++++ Trecho do texto

Eu não, soturna cabra, escalo árvores e montanhas, e acomodo toda a minha força no que ainda falta do percurso. Se teimo sem cessar é com medo mesmo. Se me lanço ao espaço, nave sem aparatos técnicos, é por absoluta necessidade. Parar não me traria santidade ou quietude. Só no movimento rumo, encontro forma de sossego.
Morrer de pé como nos faroestes, a mão no coldre, a arma carregada de palavras. Do lado oposto, o inimigo tem a mesma cara. O que aponta para mim é o silêncio. Cabeça erguida, penso, para não perder um único movimento do balé das aves. As estações do ano ignoram o sofrimento como se acenassem para trens que partem lotados.
Ah, esse é o espírito de quem nasce com o sol em Capricórnio. Esse peso. Paciência, caro leitor. Saiba que os astros me negaram a esperança de virar o jogo aos 29, porque Saturno me envolve até mesmo no ascendente. Não é que não goste. Mas a astrologia popular virou uma espécie de álibi. Deixo quem crê quieto em suas crenças.
Eu, você, nós dois, já temos um passado que nos redime e nos condena. Lembro de ir até Praia do Flamengo consultar uma taróloga. De ter o Mapa Astral assinado pelo especialista mais louco e elegante da cidade. De investir sem falsa modéstia na ideia de que ter um Grande Trígono me fazia ser predestinada a alguma coisa.

++++++++

**Tarefas a realizar**
- A) Reescreva de forma mais concisa o parágrafo do trecho que começa com "Eu, você, nós dois", preservando seus fatos principais.
- B) Retome o trecho sobre astrologia e movimento a partir do ponto em que ele se encerra.

++++ Dados de origem

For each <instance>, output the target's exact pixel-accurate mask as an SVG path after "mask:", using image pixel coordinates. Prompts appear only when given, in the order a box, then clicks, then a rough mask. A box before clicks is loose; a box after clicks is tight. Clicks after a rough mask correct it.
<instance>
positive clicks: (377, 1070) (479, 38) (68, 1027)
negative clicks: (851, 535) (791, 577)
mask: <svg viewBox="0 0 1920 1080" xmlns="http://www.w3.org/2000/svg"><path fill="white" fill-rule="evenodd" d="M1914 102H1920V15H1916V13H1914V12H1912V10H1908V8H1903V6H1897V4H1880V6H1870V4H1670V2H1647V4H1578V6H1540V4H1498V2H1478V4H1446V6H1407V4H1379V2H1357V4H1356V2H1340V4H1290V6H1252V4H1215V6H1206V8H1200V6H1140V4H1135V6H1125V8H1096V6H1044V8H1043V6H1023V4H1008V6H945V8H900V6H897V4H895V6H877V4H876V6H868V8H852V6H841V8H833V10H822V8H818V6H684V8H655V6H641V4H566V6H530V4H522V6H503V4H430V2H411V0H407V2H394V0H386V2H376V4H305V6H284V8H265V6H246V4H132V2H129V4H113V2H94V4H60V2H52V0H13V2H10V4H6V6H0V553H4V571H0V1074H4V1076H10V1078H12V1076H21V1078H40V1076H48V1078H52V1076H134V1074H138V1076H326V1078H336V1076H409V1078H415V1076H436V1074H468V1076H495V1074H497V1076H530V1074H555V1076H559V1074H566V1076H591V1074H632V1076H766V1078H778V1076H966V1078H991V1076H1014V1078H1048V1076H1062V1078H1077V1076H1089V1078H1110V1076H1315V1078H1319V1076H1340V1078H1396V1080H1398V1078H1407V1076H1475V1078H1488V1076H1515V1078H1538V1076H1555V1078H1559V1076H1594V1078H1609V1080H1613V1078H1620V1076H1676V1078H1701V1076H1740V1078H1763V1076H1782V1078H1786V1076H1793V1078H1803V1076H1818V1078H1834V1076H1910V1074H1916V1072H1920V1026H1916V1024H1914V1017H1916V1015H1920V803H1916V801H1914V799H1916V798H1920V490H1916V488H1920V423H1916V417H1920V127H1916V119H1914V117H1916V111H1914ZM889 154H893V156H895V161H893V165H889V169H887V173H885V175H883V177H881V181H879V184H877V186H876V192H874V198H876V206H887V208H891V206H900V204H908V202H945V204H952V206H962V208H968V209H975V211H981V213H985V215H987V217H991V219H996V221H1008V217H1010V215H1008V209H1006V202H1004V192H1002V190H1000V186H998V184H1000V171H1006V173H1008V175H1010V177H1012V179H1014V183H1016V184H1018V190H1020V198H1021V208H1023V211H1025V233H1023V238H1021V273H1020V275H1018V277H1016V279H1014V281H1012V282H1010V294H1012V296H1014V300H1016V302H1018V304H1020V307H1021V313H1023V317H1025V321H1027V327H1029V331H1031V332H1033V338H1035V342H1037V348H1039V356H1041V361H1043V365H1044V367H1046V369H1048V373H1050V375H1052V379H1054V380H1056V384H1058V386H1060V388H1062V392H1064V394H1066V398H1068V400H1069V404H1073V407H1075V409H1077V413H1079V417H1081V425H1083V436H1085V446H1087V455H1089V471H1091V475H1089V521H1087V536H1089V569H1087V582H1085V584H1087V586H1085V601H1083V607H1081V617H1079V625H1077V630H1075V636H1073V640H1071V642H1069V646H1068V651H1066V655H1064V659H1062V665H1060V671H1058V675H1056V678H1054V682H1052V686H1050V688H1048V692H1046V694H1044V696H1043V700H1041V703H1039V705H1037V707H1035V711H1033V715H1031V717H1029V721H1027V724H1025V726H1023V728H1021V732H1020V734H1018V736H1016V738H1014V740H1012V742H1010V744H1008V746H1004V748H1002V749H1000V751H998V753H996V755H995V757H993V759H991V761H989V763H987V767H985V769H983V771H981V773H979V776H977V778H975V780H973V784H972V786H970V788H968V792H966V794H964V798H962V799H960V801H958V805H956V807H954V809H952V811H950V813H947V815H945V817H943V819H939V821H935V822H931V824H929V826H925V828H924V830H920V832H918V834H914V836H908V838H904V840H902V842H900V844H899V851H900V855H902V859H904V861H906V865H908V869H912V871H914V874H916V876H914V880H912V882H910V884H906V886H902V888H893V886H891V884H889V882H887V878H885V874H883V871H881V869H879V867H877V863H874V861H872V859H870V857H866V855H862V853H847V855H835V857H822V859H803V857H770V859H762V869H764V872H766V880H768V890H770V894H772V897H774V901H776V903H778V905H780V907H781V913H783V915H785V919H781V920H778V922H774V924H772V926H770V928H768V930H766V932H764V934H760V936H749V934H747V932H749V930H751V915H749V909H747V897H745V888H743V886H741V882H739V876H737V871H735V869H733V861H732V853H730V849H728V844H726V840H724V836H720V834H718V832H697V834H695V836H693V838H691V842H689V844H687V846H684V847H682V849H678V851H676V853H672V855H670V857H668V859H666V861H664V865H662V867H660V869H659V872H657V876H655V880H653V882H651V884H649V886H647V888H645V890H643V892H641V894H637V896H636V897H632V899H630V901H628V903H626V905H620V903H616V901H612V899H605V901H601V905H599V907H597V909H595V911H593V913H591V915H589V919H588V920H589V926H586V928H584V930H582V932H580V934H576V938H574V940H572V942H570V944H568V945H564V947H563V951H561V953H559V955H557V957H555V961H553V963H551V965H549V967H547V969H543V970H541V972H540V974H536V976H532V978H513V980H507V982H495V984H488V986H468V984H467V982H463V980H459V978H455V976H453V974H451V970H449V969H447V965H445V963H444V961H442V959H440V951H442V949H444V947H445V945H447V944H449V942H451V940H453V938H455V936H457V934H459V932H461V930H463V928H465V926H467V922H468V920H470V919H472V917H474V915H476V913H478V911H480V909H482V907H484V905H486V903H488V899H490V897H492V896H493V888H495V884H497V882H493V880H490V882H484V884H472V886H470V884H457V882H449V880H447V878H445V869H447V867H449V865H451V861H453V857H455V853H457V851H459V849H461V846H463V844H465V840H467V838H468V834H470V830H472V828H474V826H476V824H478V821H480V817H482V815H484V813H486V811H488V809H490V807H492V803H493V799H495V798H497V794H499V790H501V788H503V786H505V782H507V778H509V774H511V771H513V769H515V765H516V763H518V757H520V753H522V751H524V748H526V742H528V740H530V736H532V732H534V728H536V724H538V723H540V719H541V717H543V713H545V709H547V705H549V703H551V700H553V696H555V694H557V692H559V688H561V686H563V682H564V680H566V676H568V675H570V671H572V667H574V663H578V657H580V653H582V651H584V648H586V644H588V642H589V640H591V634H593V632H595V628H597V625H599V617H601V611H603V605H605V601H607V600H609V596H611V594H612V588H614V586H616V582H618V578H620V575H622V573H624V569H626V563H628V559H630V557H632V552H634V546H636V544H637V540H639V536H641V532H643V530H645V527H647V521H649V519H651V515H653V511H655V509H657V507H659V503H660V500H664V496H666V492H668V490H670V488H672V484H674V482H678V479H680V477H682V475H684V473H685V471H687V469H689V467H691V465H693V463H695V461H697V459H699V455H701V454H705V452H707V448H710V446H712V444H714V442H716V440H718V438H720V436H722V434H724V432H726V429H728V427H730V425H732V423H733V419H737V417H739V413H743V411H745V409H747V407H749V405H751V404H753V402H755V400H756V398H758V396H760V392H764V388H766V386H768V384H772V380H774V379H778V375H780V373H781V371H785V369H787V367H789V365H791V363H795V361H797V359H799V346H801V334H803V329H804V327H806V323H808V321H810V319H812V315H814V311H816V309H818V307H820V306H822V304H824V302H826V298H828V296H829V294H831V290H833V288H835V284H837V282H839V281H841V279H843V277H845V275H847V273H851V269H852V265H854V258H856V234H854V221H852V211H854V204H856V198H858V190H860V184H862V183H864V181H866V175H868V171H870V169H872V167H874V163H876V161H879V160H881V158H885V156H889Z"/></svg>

++++++++

**Respostas por item**
- A) Eu e você já temos um passado que nos redime e nos condena. Lembro de consultar uma taróloga na Praia do Flamengo, de ter o Mapa Astral assinado pelo especialista mais louco e elegante da cidade e de crer, sem falsa modéstia, que um Grande Trígono me predestinava a alguma coisa.

- B)
É como investigar a que linhagem pertencemos, porque não existiam pedintes ou serviçais numa outra vida, só princesas e príncipes. Ah, sim, um dia me disseram que fui a madre superiora de um convento no século XIX, pobre mulher. E que ela maltratava as noviças indefesas sob seu comando, quase vilã de Big Brother.
Durante algum tempo, perdi a fé nos deuses e nos homens. Bem aí fui testemunha de um milagre. Achei pirraça de Deus esfregar na minha cara que o impossível acontece. Poderia até passar batido se alguém contasse ou se houvesse apenas lido sobre, pois a distância do disse que disse já seria suficiente para alimentar as dúvidas.
Mas não, não havia dúvidas sobre o milagre que me arrastou de volta para a crença em Deus. Milagre é feito chuva, desaba de repente sobre nós, enquanto andamos a descoberto, seguros de que há um destino inexorável que nos protege do alívio de nossas dores. Porque sofrer é, muitas vezes, como ter um signo como álibi.